AIM -
Render the material below as a Markdown table with two columns, No. and Line, giving each non-blank line its own numbered row.

-- START DATASET --

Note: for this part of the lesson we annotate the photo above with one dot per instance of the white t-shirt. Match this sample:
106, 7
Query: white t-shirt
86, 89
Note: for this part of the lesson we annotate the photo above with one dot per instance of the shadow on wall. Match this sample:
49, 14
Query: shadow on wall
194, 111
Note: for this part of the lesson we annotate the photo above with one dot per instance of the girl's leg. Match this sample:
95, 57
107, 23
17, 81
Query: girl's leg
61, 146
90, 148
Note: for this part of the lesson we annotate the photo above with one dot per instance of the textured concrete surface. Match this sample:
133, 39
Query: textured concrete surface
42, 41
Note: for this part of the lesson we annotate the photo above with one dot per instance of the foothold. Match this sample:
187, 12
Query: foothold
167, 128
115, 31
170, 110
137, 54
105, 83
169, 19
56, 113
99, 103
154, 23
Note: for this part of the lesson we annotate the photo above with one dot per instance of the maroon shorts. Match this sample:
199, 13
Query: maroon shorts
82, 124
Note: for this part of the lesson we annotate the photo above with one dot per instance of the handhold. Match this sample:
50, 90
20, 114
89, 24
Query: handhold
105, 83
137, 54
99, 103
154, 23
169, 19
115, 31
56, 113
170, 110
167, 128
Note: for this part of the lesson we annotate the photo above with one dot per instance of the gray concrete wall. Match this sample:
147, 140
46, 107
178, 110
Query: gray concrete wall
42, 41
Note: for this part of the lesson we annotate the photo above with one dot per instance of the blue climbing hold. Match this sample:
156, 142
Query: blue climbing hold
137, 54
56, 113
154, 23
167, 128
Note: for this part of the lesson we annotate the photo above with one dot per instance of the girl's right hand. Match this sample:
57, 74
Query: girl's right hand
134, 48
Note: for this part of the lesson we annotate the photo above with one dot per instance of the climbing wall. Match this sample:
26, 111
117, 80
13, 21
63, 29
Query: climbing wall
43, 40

-- END DATASET --

OUTPUT OF THE TASK -
| No. | Line |
|---|---|
| 1 | Note: for this part of the lesson we annotate the photo above with one dot per instance of the white t-shirt. Match this sample: |
| 2 | 106, 7 |
| 3 | Query: white t-shirt |
| 4 | 86, 89 |
| 5 | Note: for this part of the lesson we annotate the photo above with one dot per instance of the shadow on wall. Match this sample: |
| 6 | 49, 14 |
| 7 | Query: shadow on wall |
| 8 | 194, 111 |
| 9 | Note: for this part of the lesson we annotate the photo above with one dot per instance of the girl's leg. Match this sample: |
| 10 | 95, 57 |
| 11 | 107, 23 |
| 12 | 17, 81 |
| 13 | Query: girl's leg |
| 14 | 61, 146 |
| 15 | 90, 148 |
| 16 | Note: for this part of the lesson we annotate the photo above with one dot per instance of the textured concrete surface. Match this sample: |
| 17 | 133, 39 |
| 18 | Query: textured concrete surface |
| 19 | 42, 41 |
| 20 | Note: for this part of the lesson we annotate the photo above with one dot per instance of the foothold. Match this sample: |
| 21 | 187, 12 |
| 22 | Query: foothold |
| 23 | 167, 128 |
| 24 | 115, 31 |
| 25 | 170, 110 |
| 26 | 137, 54 |
| 27 | 105, 83 |
| 28 | 169, 19 |
| 29 | 56, 113 |
| 30 | 99, 103 |
| 31 | 154, 23 |
| 32 | Note: for this part of the lesson we annotate the photo above with one dot per instance of the maroon shorts. Match this sample: |
| 33 | 199, 13 |
| 34 | Query: maroon shorts |
| 35 | 82, 124 |
| 36 | Note: for this part of the lesson we annotate the photo above with one dot per instance of the handhold. Match this sample: |
| 37 | 50, 90 |
| 38 | 20, 114 |
| 39 | 89, 24 |
| 40 | Query: handhold |
| 41 | 105, 83 |
| 42 | 137, 54 |
| 43 | 99, 103 |
| 44 | 154, 23 |
| 45 | 169, 19 |
| 46 | 115, 31 |
| 47 | 56, 113 |
| 48 | 170, 110 |
| 49 | 167, 128 |
| 50 | Note: for this part of the lesson we annotate the photo above with one dot per instance of the gray concrete wall. Match this sample: |
| 51 | 147, 140 |
| 52 | 46, 107 |
| 53 | 178, 110 |
| 54 | Query: gray concrete wall |
| 55 | 42, 41 |
| 56 | Note: for this part of the lesson we annotate the photo above with one dot per instance of the blue climbing hold. Match this sample: |
| 57 | 156, 142 |
| 58 | Query: blue climbing hold |
| 59 | 137, 54 |
| 60 | 56, 113 |
| 61 | 154, 23 |
| 62 | 167, 128 |
| 63 | Note: for this part of the lesson we annotate the photo above with one dot per instance of the girl's right hand. Match this sample: |
| 64 | 57, 74 |
| 65 | Query: girl's right hand |
| 66 | 134, 48 |
| 67 | Note: for this part of the lesson we annotate the photo above with one dot per instance of the climbing wall. Match this sample: |
| 68 | 26, 111 |
| 69 | 117, 80 |
| 70 | 13, 21 |
| 71 | 63, 29 |
| 72 | Query: climbing wall |
| 73 | 43, 40 |